Better with Experience: Self-Evolving LLM Agents for Evidence-Grounded Health Community Notes

2026-06-01Computation and Language

Computation and LanguageSocial and Information Networks
AI summary

The authors created EvoNote, a system that helps generate quick and accurate corrections for health misinformation on social media by learning from previous correction examples. Unlike existing methods that start fresh with every new post, EvoNote remembers past experiences to improve its responses over time. They tested EvoNote on a set of health posts and found that its corrections were often preferred over human-written ones and produced much faster. The improvements come from better use of evidence and reusable strategies. Overall, the authors suggest EvoNote could help control health misinformation more effectively.

__Task requirements__:
1. Which nouns does the word "health" modify in the page on EvoNote? Give each one once.
2. Echo the page on EvoNote word for word from "Better with Experience: Self-Evolving" to "misinformation more effectively.".
3. Carry on the page on EvoNote, starting after its last sentence.

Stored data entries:
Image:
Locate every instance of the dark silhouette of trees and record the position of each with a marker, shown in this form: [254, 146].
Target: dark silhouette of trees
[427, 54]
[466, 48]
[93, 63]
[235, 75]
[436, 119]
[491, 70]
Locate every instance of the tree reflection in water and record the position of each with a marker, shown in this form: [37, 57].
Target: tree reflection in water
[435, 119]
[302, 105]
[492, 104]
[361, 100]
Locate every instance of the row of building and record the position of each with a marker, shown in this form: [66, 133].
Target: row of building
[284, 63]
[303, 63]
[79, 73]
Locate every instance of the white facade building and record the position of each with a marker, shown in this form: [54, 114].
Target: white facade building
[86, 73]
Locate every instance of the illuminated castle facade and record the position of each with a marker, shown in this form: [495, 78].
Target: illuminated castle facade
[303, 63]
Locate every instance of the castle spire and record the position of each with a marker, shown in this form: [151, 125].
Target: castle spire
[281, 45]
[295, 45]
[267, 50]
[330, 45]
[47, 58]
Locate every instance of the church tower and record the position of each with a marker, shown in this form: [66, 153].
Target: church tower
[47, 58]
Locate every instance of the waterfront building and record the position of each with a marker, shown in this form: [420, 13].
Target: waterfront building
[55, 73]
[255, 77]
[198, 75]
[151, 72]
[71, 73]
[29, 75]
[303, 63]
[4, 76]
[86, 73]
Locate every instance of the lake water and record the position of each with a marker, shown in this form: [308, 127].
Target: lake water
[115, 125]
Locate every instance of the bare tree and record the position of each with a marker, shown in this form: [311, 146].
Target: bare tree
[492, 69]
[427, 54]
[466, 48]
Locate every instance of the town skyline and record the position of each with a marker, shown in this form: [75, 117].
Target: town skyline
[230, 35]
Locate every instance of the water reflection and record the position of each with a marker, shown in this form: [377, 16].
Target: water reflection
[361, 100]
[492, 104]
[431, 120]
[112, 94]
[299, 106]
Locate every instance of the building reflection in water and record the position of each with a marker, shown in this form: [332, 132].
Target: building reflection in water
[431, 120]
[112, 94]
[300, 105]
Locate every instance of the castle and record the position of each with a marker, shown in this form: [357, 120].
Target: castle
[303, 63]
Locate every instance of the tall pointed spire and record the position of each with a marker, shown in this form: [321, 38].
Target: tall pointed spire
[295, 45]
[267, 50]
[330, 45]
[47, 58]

__Exercise responses__:
1. Community Notes, misinformation, posts

2.
Better with Experience: Self-Evolving LLM Agents for Evidence-Grounded Health Community Notes

2026-06-01Computation and Language

Computation and LanguageSocial and Information Networks
AI summary

The authors created EvoNote, a system that helps generate quick and accurate corrections for health misinformation on social media by learning from previous correction examples. Unlike existing methods that start fresh with every new post, EvoNote remembers past experiences to improve its responses over time. They tested EvoNote on a set of health posts and found that its corrections were often preferred over human-written ones and produced much faster. The improvements come from better use of evidence and reusable strategies. Overall, the authors suggest EvoNote could help control health misinformation more effectively.

3.
Large Language ModelCommunity NotesHealth misinformationCredit assignmentEvidence groundingMultimodal benchmarkCorrection strategiesCrowd-sourced labelsHuman evaluationSelf-evolving systems
Authors
Zihang Fu, Fanxiao Li, Jianyang Gu, Haonan Wang, Preslav Nakov, Bryan Hooi, Min-Yen Kan, Jiaying Wu
Abstract
Large Language Model (LLM)-augmented Community Notes offer a scalable path for timely, evidence-grounded correction of health misinformation on social platforms. However, they still reset at every post, leaving useful correction experience from prior cases unused. We introduce EvoNote, an agentic framework that enables health Community Notes generation to self-evolve through an evolving experience memory of prior misinformation correction episodes. Its core is fine-grained credit assignment: EvoNote grounds trajectory-level feedback in health-specific note qualities and distills it into action-level memory for claim analysis, evidence acquisition, and note writing. We evaluate EvoNote on MM-HealthCN, a 1.2K-instance multimodal benchmark of user-flagged health posts with human-written Community Notes and crowd-derived helpfulness labels. Under a human-validated hierarchical utility judge, EvoNote-generated notes are preferred over corresponding human-written notes in 89.6% of cases; on a separate set of Needs More Ratings posts without a crowd helpfulness verdict, EvoNote produces helpful notes for 82.0% of cases. It also reduces the median time needed to produce a candidate correction from over 13 hours in the human-note pipeline to under 2 minutes. Analyses link these gains to stronger evidence use and reusable correction strategies, positioning self-evolving note generation as a promising paradigm for health misinformation governance.